* **Data listing**
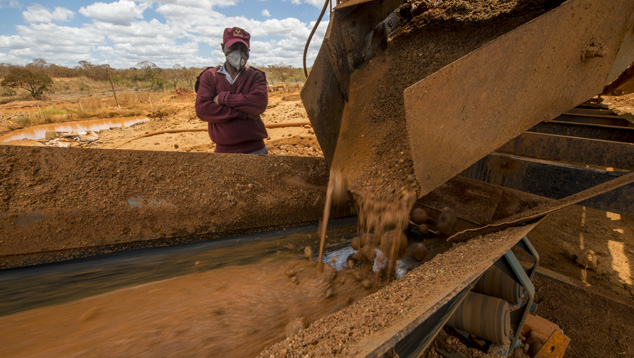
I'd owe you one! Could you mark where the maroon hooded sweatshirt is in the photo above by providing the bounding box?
[196,66,269,153]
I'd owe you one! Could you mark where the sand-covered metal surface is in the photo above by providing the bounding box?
[259,224,534,357]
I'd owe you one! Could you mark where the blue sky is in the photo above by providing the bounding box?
[0,0,328,68]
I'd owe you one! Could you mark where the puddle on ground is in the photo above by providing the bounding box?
[0,117,150,142]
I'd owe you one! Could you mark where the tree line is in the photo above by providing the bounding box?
[0,58,304,98]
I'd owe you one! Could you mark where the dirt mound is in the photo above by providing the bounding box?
[266,136,324,157]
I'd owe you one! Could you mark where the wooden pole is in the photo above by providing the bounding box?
[106,65,121,110]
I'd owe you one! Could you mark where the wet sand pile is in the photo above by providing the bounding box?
[0,261,376,357]
[259,226,531,358]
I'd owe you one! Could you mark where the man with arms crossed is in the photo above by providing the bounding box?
[196,27,269,154]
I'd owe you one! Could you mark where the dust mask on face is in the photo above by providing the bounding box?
[226,50,247,71]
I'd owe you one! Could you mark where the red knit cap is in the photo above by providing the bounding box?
[222,27,251,49]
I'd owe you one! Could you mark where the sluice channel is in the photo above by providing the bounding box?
[0,217,449,316]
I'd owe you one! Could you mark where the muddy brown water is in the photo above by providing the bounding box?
[0,218,356,316]
[0,117,150,142]
[0,217,447,357]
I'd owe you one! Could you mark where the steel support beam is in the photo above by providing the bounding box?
[404,0,634,195]
[497,132,634,170]
[460,153,634,216]
[528,122,634,143]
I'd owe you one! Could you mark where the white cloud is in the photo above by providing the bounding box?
[22,5,75,24]
[304,0,324,9]
[0,0,20,9]
[79,0,148,26]
[0,0,328,68]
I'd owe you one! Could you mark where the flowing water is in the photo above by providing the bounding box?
[0,117,150,142]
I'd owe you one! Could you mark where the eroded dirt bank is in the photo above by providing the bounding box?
[0,146,349,268]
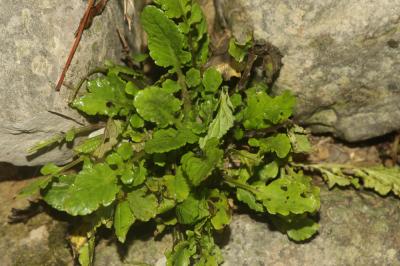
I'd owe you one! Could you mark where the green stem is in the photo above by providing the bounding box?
[224,176,259,194]
[58,157,83,173]
[28,123,104,154]
[176,68,192,119]
[69,67,107,103]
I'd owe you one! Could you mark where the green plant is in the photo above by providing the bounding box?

* **Written exercise**
From the line with "I'd owe you one! Could you mark where the red" to the line with "[0,217,449,316]", both included, rescale the records: repeat every line, requests too, with each bounding-box coordinate multiplied by 2.4 and rounded to a whole number, halves rounding up. Give only those lines.

* **Exercise result**
I'd owe you one! Could you mark where the red knit cap is in the photo above by providing the bounding box?
[533,65,602,118]
I'd owe you one! Could you mark where the sluice channel is in the photo above by providing the bounding box?
[0,521,1078,758]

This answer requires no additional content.